[Point labeling examples]
--- begin ---
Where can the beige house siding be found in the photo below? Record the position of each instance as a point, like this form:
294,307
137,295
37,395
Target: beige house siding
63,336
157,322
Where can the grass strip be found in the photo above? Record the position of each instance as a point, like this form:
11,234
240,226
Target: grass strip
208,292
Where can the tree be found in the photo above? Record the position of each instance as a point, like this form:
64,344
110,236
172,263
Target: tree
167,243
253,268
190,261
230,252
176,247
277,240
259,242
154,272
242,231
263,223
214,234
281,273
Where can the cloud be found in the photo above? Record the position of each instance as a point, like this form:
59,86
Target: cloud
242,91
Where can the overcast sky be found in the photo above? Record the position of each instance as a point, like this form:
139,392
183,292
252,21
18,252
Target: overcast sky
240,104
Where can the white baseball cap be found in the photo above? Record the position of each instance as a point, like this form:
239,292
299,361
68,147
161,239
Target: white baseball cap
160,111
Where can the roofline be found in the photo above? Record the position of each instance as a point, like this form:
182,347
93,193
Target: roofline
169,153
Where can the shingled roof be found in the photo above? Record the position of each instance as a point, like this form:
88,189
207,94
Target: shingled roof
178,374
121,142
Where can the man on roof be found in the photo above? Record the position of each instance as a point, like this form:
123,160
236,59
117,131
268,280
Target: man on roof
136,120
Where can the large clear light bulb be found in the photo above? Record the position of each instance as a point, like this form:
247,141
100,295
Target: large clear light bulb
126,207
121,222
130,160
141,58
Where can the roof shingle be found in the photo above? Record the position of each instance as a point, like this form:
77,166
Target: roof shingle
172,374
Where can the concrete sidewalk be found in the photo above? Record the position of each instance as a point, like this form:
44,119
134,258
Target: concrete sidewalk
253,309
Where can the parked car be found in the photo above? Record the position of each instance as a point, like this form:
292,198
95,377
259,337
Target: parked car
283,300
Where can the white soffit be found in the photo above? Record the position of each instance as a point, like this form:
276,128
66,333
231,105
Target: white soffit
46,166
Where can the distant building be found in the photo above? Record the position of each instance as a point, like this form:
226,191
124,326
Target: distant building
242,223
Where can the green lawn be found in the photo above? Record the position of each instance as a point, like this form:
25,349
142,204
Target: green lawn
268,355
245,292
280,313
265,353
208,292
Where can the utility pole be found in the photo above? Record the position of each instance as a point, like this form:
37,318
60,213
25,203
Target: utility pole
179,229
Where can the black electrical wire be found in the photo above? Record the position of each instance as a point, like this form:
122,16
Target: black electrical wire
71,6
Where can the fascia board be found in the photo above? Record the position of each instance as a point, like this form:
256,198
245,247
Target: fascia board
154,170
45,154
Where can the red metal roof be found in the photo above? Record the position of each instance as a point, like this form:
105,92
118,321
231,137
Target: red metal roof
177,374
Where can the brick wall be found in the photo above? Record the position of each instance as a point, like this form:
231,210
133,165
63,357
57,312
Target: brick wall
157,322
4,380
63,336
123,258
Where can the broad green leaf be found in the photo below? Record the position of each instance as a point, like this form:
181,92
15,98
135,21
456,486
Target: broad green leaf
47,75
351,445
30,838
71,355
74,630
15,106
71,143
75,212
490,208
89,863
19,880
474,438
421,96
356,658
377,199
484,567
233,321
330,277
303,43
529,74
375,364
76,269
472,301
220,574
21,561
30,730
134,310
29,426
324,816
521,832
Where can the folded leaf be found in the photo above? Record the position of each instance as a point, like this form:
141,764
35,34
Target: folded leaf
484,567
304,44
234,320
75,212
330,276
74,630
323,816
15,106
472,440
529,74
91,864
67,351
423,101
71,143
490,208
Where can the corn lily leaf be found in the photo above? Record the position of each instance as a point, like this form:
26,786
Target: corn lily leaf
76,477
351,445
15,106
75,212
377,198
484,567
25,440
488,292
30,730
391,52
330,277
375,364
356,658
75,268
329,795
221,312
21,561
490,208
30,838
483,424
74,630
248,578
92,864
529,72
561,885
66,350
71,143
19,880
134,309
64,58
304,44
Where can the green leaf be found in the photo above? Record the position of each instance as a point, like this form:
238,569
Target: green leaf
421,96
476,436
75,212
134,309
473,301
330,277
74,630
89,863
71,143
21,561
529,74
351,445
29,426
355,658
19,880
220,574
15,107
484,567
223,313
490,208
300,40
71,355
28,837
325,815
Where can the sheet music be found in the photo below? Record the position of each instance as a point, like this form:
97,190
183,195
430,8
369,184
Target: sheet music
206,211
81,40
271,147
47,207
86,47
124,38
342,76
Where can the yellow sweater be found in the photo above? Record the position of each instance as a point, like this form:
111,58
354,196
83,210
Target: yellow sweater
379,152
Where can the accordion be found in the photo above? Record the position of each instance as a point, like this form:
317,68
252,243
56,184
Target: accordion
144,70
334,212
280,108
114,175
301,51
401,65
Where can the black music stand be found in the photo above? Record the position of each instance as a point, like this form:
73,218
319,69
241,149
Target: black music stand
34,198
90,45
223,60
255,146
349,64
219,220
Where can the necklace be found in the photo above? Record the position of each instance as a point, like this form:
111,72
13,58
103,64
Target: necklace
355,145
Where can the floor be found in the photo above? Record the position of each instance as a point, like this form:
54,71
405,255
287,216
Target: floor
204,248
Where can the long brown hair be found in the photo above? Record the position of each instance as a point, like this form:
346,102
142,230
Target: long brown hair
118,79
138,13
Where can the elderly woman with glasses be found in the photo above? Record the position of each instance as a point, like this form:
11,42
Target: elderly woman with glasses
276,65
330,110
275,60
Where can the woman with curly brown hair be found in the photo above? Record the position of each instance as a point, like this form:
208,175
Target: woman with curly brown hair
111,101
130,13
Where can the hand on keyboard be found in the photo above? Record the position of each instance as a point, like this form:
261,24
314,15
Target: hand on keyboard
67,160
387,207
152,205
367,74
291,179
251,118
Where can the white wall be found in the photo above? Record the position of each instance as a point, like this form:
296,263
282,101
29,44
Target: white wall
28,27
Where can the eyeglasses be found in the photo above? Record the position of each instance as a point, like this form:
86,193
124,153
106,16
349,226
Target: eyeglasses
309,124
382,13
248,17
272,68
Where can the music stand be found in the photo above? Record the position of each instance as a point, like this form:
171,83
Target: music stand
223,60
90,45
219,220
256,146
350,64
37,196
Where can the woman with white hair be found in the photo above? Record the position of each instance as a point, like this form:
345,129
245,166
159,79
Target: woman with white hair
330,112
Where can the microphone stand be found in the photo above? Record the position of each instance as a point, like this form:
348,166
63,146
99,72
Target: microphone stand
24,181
--- end ---
* Stated problem *
The required output is the exact sequence of lines from the one containing "Where can the elderly" through the end of the listing, both endpoints included.

* The answer *
Where can the elderly woman with glasses be found in the photo above? Record the position of each instance as a point, like this form:
11,42
Target: elderly woman with glasses
276,65
330,110
275,60
Where can the woman with curly brown hair be found in the photo above? Record the position of each instance as a point, like this form:
208,175
Target: woman with curly brown hair
111,101
130,13
Where can the hand on keyboard be found in the photo above? Record the position of each instance as a point, like this form:
261,24
314,15
Target: hand on keyboard
67,160
387,207
152,205
367,74
291,179
251,118
Where can the white wall be found in the photo above? Record the position of each instance as a point, like this form:
296,263
282,101
29,44
Target: white wall
28,27
Where can the eyeglasses be found in the photo above? Record the position of each instance as a point, like this form:
86,193
124,153
106,16
349,226
Target: eyeglasses
309,124
382,13
248,17
272,68
Where can the music stand be found in the photo above? Record the position of each instance as a point, like this form:
171,83
Target: music stand
223,60
90,45
219,220
256,146
350,64
37,196
Where can the woman with white hair be found in the photo above? Record the position of each instance as a point, like this form:
345,129
245,166
159,79
Target: woman with white hair
330,112
Where can the microphone stand be found in the photo above? Record the position of each instance as a point, like this form:
348,166
63,146
99,72
Target: microphone stand
24,181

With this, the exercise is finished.